START LISTED RECORDS
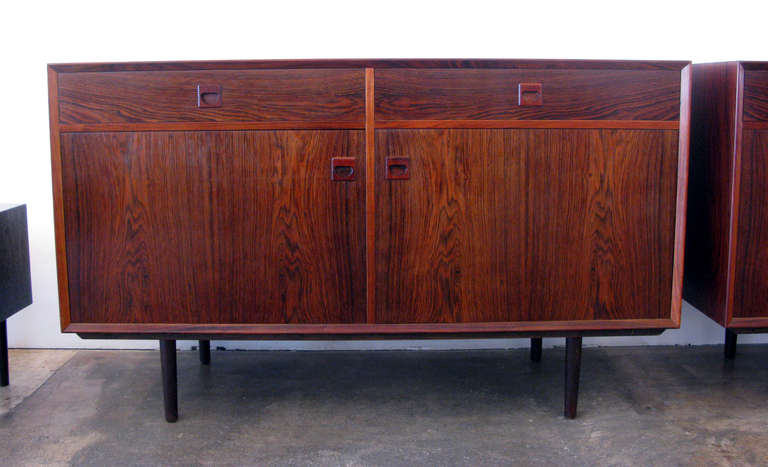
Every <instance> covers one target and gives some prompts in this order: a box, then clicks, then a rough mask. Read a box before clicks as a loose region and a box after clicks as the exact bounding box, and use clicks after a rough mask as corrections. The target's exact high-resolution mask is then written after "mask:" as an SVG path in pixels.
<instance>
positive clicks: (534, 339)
mask: <svg viewBox="0 0 768 467" xmlns="http://www.w3.org/2000/svg"><path fill="white" fill-rule="evenodd" d="M531 361H532V362H540V361H541V337H531Z"/></svg>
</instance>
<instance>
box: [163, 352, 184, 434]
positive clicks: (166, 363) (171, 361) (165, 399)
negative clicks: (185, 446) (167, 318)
mask: <svg viewBox="0 0 768 467" xmlns="http://www.w3.org/2000/svg"><path fill="white" fill-rule="evenodd" d="M160 366H161V367H162V371H163V404H164V405H165V420H166V421H167V422H169V423H173V422H175V421H176V420H178V419H179V401H178V384H177V379H176V378H177V376H176V341H175V340H170V339H169V340H161V341H160Z"/></svg>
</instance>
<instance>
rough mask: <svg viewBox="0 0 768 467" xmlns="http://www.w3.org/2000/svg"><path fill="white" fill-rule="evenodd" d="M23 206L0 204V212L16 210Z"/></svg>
mask: <svg viewBox="0 0 768 467" xmlns="http://www.w3.org/2000/svg"><path fill="white" fill-rule="evenodd" d="M21 206H24V205H23V204H8V203H0V212H4V211H10V210H11V209H16V208H18V207H21Z"/></svg>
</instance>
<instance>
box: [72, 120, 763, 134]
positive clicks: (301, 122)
mask: <svg viewBox="0 0 768 467" xmlns="http://www.w3.org/2000/svg"><path fill="white" fill-rule="evenodd" d="M754 123H756V124H763V125H764V127H765V128H768V122H754ZM374 126H375V128H377V129H379V128H381V129H397V128H405V129H415V128H421V129H430V128H435V129H448V128H464V129H484V128H485V129H488V128H490V129H493V128H528V129H537V128H543V129H546V128H575V129H578V128H583V129H601V128H604V129H635V130H677V129H678V128H679V127H680V123H679V122H677V121H655V120H384V121H381V120H380V121H377V122H375V123H374ZM745 126H746V123H745ZM59 129H60V131H61V132H62V133H86V132H110V131H115V132H121V131H242V130H332V129H334V130H335V129H339V130H363V129H365V122H363V121H360V122H164V123H84V124H67V125H60V126H59Z"/></svg>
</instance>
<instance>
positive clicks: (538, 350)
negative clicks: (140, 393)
mask: <svg viewBox="0 0 768 467" xmlns="http://www.w3.org/2000/svg"><path fill="white" fill-rule="evenodd" d="M565 342H566V345H565V403H564V408H563V414H564V416H565V418H570V419H573V418H576V406H577V402H578V397H579V377H580V372H581V336H575V337H573V336H572V337H566V340H565ZM541 344H542V342H541V338H540V337H534V338H531V360H533V361H534V362H539V361H540V360H541ZM199 352H200V363H202V364H203V365H209V364H210V362H211V341H210V340H201V341H200V347H199ZM160 367H161V370H162V381H163V406H164V409H165V420H166V421H167V422H168V423H174V422H176V421H177V420H178V419H179V402H178V397H179V396H178V395H179V392H178V370H177V367H176V340H175V339H161V340H160Z"/></svg>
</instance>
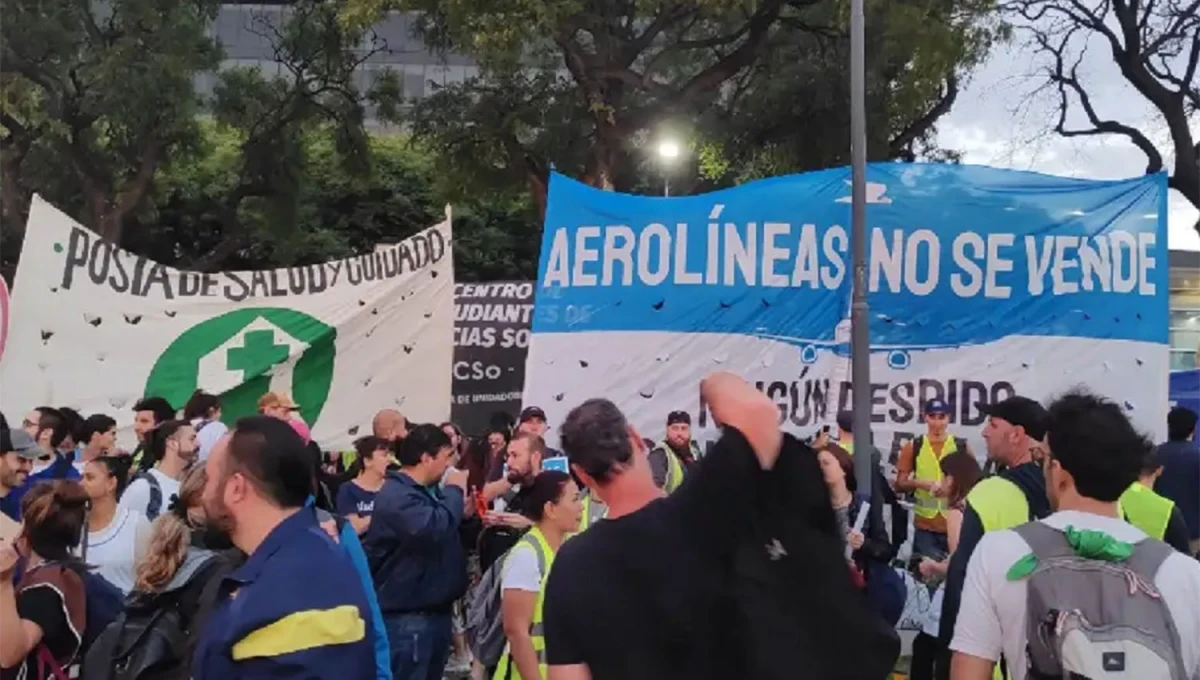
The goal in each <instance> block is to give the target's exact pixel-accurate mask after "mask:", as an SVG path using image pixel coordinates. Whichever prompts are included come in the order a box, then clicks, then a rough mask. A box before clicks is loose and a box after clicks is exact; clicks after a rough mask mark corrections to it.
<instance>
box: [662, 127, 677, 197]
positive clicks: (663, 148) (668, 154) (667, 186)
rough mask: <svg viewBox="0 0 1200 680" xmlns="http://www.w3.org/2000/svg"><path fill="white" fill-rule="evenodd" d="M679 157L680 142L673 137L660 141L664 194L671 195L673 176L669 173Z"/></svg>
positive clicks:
END LISTED RECORDS
TASK REQUIREMENTS
Please pull out every line of the listing above that contains the string "negative". Case matters.

TASK RESPONSE
negative clicks: (185, 446) (167, 318)
negative clicks: (140, 393)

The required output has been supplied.